Effects of Trade on the U.S. Economy - 2017
2017 Data Overview
U.S. agricultural exports support output, employment, income, and purchasing power in both the farm and nonfarm sectors. Despite an appreciation of the U.S. dollar in real terms relative to the currencies of its trading partners, U.S. agricultural exports rose 2.6 percent to $138 billion in calendar year 2017, supported by faster growth in world real gross domestic product (GDP). ERS estimates that, in 2017, each dollar of agricultural exports stimulated another $1.30 in business activity. Thus, the $138 billion of agricultural exports in 2017 produced an additional $179 billion in economic activity, for a total economic output of $317 billion. Every $1 billion of U.S. agricultural exports in 2017 required approximately 8,400 American jobs throughout the economy. Agricultural exports in 2017 required 1,161,000 full-time civilian jobs, which included 795,000 jobs in the nonfarm sector. The agricultural export surplus helped to offset some of the nonagricultural trade deficit.
Trade has always been important to U.S. farm and rural economies, from early colonial days when tobacco and cotton were the most important export commodities to today’s massive exports of grain, oilseeds, and processed foods. Even though farming today accounts for a relatively small share of U.S. GDP, U.S. agricultural trade still significantly contributes to the overall U.S. economy, with impacts felt worldwide. As the world’s economies become more integrated, global trade and the links between countries grow ever deeper. Trade agreements, in tandem with increased productivity and higher incomes, have expanded agricultural trade with developed and developing countries and, in turn, have created growth opportunities for U.S. agriculture. Trade agreements that lower trade barriers to agricultural trade potentially create demand for U.S. agricultural commodities in foreign markets. This demand would be satisfied with purchasing power partly acquired by the ability of foreign nations to increase sales of other products to the U.S. market.
At $138.2 billion in 2017, U.S. agricultural exports were 2.6 percent higher than the previous year’s level but well below the record set in 2014 (about $150 billion). In 2017, the U.S. dollar appreciated in real terms relative to the currencies of its trading partners, though to a substantially smaller degree than in 2016. Faster growth in world real GDP bolstered foreign demand for U.S. agricultural exports. World real GDP growth in 2017 was an estimated 2.88 percent, about half a percentage point above the 2.38 percent expansion achieved in 2016. Economic growth in such regions as Asia, the Middle East, the European Union (EU-28), Mexico, and Canada was supportive of foreign demand for U.S. exports. In South America, macroeconomic growth turned positive in 2017 (0.46 percent) after two consecutive years of contraction.
————————
## PROBLEMS TO WORK ON
• A. In the rows, from the line with "Tag the roof" through the end of the rows, swap "lane-occupancy audit" for "lane-position review" and reproduce those lines with nothing else altered.
• B. Carry on the overview of how agricultural trade affected the U.S. economy in 2017, picking up after its final sentence.

## SOURCE RECORDS
————————
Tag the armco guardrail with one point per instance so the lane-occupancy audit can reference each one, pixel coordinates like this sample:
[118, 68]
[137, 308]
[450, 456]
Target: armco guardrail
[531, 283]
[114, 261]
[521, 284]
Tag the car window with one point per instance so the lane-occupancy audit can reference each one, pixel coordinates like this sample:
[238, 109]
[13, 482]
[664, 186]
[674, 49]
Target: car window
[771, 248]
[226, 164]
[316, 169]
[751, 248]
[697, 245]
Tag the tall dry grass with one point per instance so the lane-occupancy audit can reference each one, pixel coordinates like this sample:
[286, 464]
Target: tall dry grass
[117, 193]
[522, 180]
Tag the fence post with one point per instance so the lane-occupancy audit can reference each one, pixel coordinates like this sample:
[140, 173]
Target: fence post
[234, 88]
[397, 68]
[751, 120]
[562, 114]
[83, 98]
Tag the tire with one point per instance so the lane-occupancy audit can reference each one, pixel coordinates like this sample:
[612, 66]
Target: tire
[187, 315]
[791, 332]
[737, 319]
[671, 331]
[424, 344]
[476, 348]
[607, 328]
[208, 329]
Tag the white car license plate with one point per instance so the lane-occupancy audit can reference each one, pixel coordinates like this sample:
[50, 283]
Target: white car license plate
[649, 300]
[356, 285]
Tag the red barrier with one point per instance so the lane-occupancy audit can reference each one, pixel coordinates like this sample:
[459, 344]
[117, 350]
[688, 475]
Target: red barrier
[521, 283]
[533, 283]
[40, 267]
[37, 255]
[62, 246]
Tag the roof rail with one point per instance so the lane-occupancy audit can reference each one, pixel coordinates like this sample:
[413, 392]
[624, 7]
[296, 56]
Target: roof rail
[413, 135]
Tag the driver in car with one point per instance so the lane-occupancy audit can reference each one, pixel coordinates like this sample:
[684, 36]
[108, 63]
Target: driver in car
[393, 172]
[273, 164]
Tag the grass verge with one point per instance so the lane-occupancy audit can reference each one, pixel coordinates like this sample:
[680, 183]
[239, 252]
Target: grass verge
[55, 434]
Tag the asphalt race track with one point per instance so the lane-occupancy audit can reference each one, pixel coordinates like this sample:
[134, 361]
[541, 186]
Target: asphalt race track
————————
## ANSWERS FOR THIS EXERCISE
• A.
Tag the roof rail with one point per instance so the lane-position review can reference each one, pixel coordinates like this sample:
[413, 392]
[624, 7]
[296, 56]
Target: roof rail
[413, 135]
Tag the driver in car with one point per instance so the lane-position review can reference each one, pixel coordinates like this sample:
[684, 36]
[108, 63]
Target: driver in car
[393, 172]
[273, 164]
Tag the grass verge with one point per instance so the lane-position review can reference each one, pixel coordinates like this sample:
[680, 183]
[239, 252]
Target: grass verge
[55, 434]
Tag the asphalt race track with one point per instance so the lane-position review can reference each one, pixel coordinates like this sample:
[134, 361]
[541, 186]
Target: asphalt race track

• B.
The U.S. dollar strengthened against the world average of all its trading partners, making U.S. products somewhat less competitive, but not by enough to prevent agricultural exports from rising in 2017. Relative to the rest of the world, the dollar appreciated in real terms by 0.16 percent in 2017. For the NAFTA countries, the U.S. dollar depreciated in real terms against Canada (2.43 percent) and Mexico (3.12 percent). Although the U.S. dollar depreciated 0.33 percent in real terms against the average of South American currencies, the dollar weakened much more substantially relative to the currencies of Brazil (8.13) and Argentina (10.32). The U.S. dollar strengthened in real terms against China (2.93 percent) and Japan (3.7 percent). The U.S. dollar rose 3.94 percent relative to the average of Middle Eastern currencies but was almost unchanged against the EU-28, appreciating only 0.09 percent.
In 2017, the United Stated exported $20.6 billion of U.S. agricultural goods to Canada, surpassing China’s total of $19.5 billion. Together with Mexico and Japan, these four countries have accounted for at least 50 percent of U.S. agricultural exports since 2002. U.S. consumers continued to demand a wide variety of imported goods in 2017, and U.S. agricultural imports were the highest ever at $121.0 billion. U.S. agricultural imports from Mexico totaled $24.6 billion in 2017 (up from $22.9 billion in 2016)—accounting for about one-fifth of all U.S. agricultural imports. Together, Canada, Mexico, and the EU-28 supplied roughly 57 percent of all U.S. agricultural imports in 2017.
Impacts of Agricultural Trade in 2017
The impacts of agricultural trade on the U.S. economy change from year to year. Factors beyond just the total value of exports affect ERS estimates of the trade multipliers. Changes in the composition of the agricultural export “basket” lead to differing direct and indirect impacts on the economy. Productivity growth tends to reduce the size of the trade multipliers—increases in labor productivity imply that the same output can be produced with a smaller workforce or that more output can be produced with the same size workforce. The structure of the U.S. economy also changes over time, influencing the domestic impacts of agricultural exports. Productivity growth rates, as well as the value and commodity composition of agricultural exports, are updated every year when developing annual estimates of the trade multipliers. In contrast, information on the changing structure of the U.S. economy is not available on an annual basis and hence is updated every several years. With the release of the Bureau of Economic Analysis’s 2007 Benchmark Input Output (I/O) accounts, the ERS agricultural trade multiplier (ATM) model was rebased to incorporate the most recently available set of interrelationships between the various sectors of the U.S. economy. This model has been used to estimate the trade multipliers for calendar years 2013 onward.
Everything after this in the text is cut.